Social media is not the problem. Your curation is.

Social media has become the adversary we love to hate over the past few years. Ever since the debacle in the 2016 US elections, it’s become the regular object of attacks by every writer, journalist, media personality – usually expressing their public disdain for it… on social media. Documentaries like “The Social Dilemma” and dozens of less popular ones are probably some of the most discussed topics lately… on social media. Doom and gloom over the brainwashing, influencing, manipulations, sinister motives have become the accepted truths. And I think it’s all bullshit. 

But… Let me explain.

First of all – social media giants are not nearly as good at targeting us with ads as they are portrayed to be. One can even speculate that they themselves want to be portrayed as these super-efficient, mind-controlling geniuses, to attract further advertising money. If you disagree with me, please let me know how many ads that you’ve seen today can you recall? How many did you click on? How many advertised items did you purchase? You see, not as efficient as they’d like us to believe.

Apply what you read:
**1.** Answer these questions about the essay on social media curation:
(a) Since what event, according to the writer, has social media become the regular object of attacks?
(b) Which documentary does the essay name?
(c) How does the writer speculate social media giants might want to be portrayed, and for what purpose?
**2.** Write the next part of the essay on social media curation, starting after its last sentence.
The records are not needed for the work here.

Descriptions of regions in natural language:
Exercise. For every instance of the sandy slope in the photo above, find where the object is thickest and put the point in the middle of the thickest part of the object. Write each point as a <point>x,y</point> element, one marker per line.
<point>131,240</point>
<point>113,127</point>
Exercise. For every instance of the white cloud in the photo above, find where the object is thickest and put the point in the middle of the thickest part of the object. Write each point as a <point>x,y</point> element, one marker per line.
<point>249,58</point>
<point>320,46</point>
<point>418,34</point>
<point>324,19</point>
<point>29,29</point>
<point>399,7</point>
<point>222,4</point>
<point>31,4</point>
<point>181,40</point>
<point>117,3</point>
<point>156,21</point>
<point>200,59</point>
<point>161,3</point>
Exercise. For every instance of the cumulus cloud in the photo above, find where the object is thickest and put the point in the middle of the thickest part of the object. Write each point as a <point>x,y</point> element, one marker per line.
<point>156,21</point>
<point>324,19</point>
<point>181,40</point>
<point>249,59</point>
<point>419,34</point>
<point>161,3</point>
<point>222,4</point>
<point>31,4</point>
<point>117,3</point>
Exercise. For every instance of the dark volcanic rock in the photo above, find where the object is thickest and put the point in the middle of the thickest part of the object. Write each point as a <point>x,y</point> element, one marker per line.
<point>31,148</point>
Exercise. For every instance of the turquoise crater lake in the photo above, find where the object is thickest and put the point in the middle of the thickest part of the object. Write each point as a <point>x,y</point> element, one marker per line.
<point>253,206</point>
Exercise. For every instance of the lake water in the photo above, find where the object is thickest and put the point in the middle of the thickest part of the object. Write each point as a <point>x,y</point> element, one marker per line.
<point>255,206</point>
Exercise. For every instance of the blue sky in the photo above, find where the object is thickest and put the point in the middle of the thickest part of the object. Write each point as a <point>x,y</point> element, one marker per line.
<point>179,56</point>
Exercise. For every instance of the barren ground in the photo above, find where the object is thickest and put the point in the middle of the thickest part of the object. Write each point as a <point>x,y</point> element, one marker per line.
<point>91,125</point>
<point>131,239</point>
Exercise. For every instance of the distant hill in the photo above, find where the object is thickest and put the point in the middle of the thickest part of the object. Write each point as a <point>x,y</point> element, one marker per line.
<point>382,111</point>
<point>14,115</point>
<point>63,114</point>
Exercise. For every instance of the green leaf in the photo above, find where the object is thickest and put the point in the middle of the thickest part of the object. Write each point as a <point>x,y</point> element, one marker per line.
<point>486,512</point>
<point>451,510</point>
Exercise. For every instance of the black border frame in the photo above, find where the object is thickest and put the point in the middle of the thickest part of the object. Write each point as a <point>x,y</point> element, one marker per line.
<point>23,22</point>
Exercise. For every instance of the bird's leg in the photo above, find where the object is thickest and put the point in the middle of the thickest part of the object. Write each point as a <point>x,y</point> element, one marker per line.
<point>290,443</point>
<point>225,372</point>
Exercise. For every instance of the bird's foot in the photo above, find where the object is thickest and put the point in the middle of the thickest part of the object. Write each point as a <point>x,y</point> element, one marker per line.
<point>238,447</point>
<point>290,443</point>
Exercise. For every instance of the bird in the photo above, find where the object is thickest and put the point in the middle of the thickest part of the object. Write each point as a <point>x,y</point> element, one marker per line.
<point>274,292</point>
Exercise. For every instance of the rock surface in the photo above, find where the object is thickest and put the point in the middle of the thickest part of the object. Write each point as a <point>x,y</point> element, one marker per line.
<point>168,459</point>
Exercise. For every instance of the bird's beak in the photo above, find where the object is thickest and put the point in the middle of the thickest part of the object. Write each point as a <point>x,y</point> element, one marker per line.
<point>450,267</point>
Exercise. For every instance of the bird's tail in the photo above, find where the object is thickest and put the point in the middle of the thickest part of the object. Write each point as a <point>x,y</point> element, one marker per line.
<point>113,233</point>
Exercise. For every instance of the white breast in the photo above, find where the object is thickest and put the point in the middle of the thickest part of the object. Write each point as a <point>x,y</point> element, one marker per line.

Results for the exercise:
**1.**
(a) Since the debacle in the 2016 US elections.
(b) "The Social Dilemma."
(c) As super-efficient, mind-controlling geniuses, to attract further advertising money.

**2.**
Another favourite point of blame for social media has been the quality of the content. Too much politics, arguing, trolling, offensive language, tensions, low-quality posts, repetitiveness, fakes, fakes, fakes… True. Opening Facebook is almost a sure way to raise your blood pressure after partaking in a dozen arguments over politics, vaccines, masks, and just basic things – like round or flat earth. Twitter’s nickname is “toxic cesspool”. Your Instagram feed is flooded with fake influencers, with fake looks, doing fake things, in fake surroundings. And all of that is your own fault! No, seriously – it’s your fault. Who decides what you see in your social feed? Who picks who you will follow? Who decides who you respond to? You? Oh, well… whose fault is it then?

Social media curation

The problem with social media is our own curation. We enjoy watching train wrecks, we can’t take our eyes away from a car accident, we laugh at other people’s mistakes. We like arguing with people, proving our point, winning the fight. We intentionally engage with accounts, people, pages that make our blood boil, just so we can feel superior to them in every aspect. It doesn’t have to be that way.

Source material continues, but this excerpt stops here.